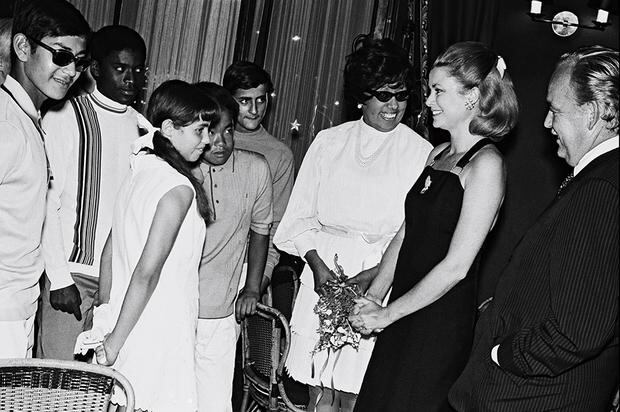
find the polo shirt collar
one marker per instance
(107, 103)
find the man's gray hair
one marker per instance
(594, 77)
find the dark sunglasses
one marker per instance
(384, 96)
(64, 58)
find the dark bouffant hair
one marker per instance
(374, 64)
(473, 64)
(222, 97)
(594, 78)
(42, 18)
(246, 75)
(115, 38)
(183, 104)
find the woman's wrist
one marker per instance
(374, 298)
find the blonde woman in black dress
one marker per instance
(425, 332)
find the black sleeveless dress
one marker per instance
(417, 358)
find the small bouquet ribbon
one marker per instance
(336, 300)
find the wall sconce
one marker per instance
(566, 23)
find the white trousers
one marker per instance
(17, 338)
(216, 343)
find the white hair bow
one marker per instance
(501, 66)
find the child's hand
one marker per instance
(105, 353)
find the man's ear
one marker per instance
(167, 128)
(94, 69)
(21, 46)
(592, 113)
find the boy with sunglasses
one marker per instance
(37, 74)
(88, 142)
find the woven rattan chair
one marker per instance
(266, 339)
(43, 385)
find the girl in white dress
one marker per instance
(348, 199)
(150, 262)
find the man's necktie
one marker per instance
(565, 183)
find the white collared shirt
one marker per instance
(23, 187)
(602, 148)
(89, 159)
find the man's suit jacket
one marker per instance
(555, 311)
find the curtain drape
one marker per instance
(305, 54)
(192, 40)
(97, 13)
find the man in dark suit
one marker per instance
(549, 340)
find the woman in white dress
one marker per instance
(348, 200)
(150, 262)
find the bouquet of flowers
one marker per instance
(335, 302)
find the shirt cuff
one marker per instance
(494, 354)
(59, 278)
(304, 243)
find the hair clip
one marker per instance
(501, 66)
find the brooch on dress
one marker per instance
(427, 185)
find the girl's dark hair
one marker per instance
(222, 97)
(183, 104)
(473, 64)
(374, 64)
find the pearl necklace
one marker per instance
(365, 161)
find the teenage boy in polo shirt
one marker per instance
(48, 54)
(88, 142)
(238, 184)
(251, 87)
·····
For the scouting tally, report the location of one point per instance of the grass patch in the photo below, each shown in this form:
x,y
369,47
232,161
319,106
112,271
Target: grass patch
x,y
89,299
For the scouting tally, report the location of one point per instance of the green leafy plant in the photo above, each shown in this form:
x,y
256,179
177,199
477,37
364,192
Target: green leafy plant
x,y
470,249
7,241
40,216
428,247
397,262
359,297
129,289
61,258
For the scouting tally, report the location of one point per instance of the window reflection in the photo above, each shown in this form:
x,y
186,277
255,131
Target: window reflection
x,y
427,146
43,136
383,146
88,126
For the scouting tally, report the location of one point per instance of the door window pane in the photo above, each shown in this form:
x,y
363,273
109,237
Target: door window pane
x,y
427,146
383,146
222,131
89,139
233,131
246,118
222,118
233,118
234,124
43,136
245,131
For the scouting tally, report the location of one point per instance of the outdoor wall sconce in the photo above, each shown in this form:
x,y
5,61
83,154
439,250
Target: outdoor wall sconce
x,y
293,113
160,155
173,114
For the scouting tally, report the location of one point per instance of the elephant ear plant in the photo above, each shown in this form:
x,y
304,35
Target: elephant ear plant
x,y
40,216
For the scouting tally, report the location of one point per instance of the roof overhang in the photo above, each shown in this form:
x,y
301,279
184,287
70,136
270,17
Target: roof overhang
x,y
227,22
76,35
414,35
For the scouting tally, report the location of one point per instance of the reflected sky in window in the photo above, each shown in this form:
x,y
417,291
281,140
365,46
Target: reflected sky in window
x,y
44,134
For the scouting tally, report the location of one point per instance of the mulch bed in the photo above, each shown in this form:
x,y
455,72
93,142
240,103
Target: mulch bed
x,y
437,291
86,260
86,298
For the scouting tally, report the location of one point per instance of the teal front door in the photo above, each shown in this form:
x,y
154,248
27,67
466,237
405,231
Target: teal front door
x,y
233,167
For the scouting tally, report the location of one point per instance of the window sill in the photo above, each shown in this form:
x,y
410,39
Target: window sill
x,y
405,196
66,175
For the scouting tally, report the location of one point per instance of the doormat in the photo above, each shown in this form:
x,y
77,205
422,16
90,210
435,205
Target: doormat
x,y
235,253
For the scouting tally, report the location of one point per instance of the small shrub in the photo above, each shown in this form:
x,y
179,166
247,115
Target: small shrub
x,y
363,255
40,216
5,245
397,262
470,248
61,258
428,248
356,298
·····
● INSTRUCTIONS FOR THE TASK
Line tally for "shirt": say how many lines of the records above contain it, and give nothing but the number.

● COMPLETED TASK
4